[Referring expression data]
^^^^
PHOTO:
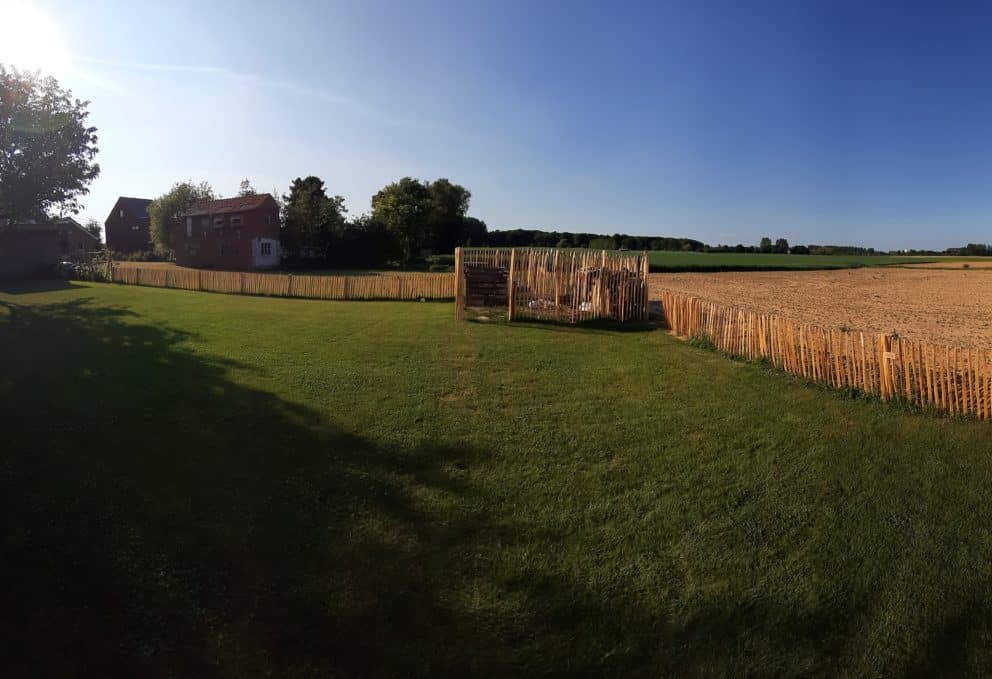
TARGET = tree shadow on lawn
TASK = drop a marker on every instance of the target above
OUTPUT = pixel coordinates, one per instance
(162, 519)
(24, 286)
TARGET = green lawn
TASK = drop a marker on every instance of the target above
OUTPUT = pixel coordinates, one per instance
^^^^
* Problem description *
Would you copy out the data exactly, leaving every picture out?

* Reply *
PHOTO:
TARGET = tree shadow on lawn
TASK = drop a marker on every instance of the target above
OUTPUT = pixel coordinates, one per instance
(162, 519)
(24, 286)
TARGET = green lawn
TASK = drop a marker on every instance of the target above
OUTPUT = pixel coordinates, one per instance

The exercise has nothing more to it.